* begin Supplied material *

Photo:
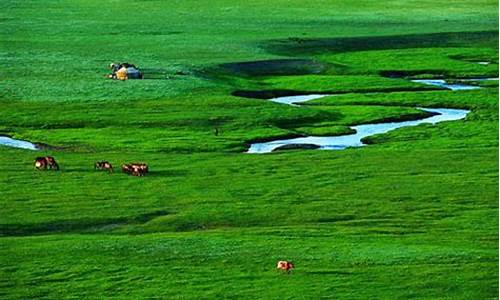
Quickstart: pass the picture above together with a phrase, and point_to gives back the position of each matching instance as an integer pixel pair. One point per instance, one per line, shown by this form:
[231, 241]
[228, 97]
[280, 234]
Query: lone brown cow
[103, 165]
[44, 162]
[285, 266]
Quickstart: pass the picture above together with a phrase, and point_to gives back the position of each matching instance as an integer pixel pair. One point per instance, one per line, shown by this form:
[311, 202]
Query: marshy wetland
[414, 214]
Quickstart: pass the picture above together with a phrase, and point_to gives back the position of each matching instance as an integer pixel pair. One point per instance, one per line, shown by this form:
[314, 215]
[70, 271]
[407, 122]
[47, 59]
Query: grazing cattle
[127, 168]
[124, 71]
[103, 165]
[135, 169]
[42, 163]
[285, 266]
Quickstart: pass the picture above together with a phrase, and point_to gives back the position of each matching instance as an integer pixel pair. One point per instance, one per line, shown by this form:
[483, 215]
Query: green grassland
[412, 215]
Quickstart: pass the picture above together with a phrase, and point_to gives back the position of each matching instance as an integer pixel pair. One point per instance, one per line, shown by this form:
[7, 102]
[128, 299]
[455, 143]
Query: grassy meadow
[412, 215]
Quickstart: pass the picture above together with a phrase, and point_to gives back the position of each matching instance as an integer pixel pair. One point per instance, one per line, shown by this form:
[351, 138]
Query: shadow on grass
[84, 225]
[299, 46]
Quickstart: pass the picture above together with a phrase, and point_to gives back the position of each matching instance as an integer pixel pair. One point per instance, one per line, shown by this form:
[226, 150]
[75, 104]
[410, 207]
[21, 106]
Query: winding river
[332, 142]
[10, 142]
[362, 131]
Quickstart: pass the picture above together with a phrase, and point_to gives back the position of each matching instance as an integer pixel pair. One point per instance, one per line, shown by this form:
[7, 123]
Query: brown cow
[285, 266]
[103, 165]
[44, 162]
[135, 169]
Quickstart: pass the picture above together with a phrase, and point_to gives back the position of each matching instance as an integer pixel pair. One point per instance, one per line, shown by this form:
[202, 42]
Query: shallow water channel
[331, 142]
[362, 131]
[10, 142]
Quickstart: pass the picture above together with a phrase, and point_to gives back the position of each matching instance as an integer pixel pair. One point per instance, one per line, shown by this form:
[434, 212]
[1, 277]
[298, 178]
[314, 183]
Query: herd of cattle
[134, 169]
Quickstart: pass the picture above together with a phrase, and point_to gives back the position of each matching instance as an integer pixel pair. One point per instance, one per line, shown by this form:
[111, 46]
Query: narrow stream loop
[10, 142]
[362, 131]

* end Supplied material *

**Problem requirements:** Could you repeat all of the material exactly? Pictures should not be copied.

**Final answer:**
Photo:
Quickstart: pass the picture above together with a phrase, and point_to gives back the position of each matching instance as an integer pixel pair. One point per instance, one per line, shown by this form:
[231, 241]
[228, 97]
[280, 234]
Query: lone brown cow
[103, 165]
[44, 162]
[285, 266]
Quickstart: pass the picture above together with a phrase, and point_to gives back the position of each matching instance as an integer pixel pair. One point per instance, one per line, shown by this form:
[311, 202]
Query: marshy wetland
[414, 214]
Quickstart: pass the picture above together with a phrase, and point_to gives back the position of each matching instance as an integer pixel pair. One point per instance, one per line, shown by this form:
[314, 215]
[70, 271]
[407, 122]
[47, 59]
Query: grazing cattle
[127, 168]
[124, 71]
[103, 165]
[135, 169]
[42, 163]
[285, 266]
Quickstart: pass the picture above together with a phrase, and point_to gives back the position of each matching instance as an integer pixel pair. One point per instance, one per line, shown by this form:
[483, 215]
Query: green grassland
[412, 215]
Quickstart: pass the picture above together with a phrase, and point_to gives back the position of each matching instance as an integer pixel pair. One point per instance, one per line, shown by this form:
[7, 102]
[128, 299]
[455, 143]
Query: grassy meadow
[412, 215]
Quickstart: pass the picture above together with a phrase, and point_to gives back the position of each matching instance as an integer pixel pair. One point per instance, one per line, shown by this form:
[351, 138]
Query: shadow on grass
[84, 225]
[299, 46]
Quickstart: pass the picture above together with a phrase, and point_to gives back the position of each matching instance as an integer pixel pair. One point per instance, one per line, shown by this form:
[226, 150]
[75, 104]
[410, 207]
[21, 106]
Query: winding river
[332, 142]
[10, 142]
[362, 131]
Quickstart: pass the picture above together with a phrase, and point_to gives back the position of each matching instance as an integer pixel pair. One point per instance, one per line, shown by this form:
[7, 123]
Query: brown cow
[285, 266]
[103, 165]
[44, 162]
[135, 169]
Quickstart: pass the picture above together with a phrase, and point_to gives back the position of each matching instance as an integer pixel pair. One point per instance, one per line, shown by this form:
[202, 42]
Query: shallow water channel
[331, 142]
[362, 131]
[10, 142]
Quickstart: pass the picture above together with a phrase, and point_to gives back the position of each matching instance as an integer pixel pair. One point per instance, one per line, shown by this form:
[434, 212]
[1, 277]
[298, 178]
[314, 183]
Query: herd of cattle
[134, 169]
Quickstart: pass the picture above together with a phrase, and point_to gives back the position of each matching instance as an integer pixel pair. One point per instance, one per line, shown by this form:
[111, 46]
Query: narrow stream loop
[10, 142]
[362, 131]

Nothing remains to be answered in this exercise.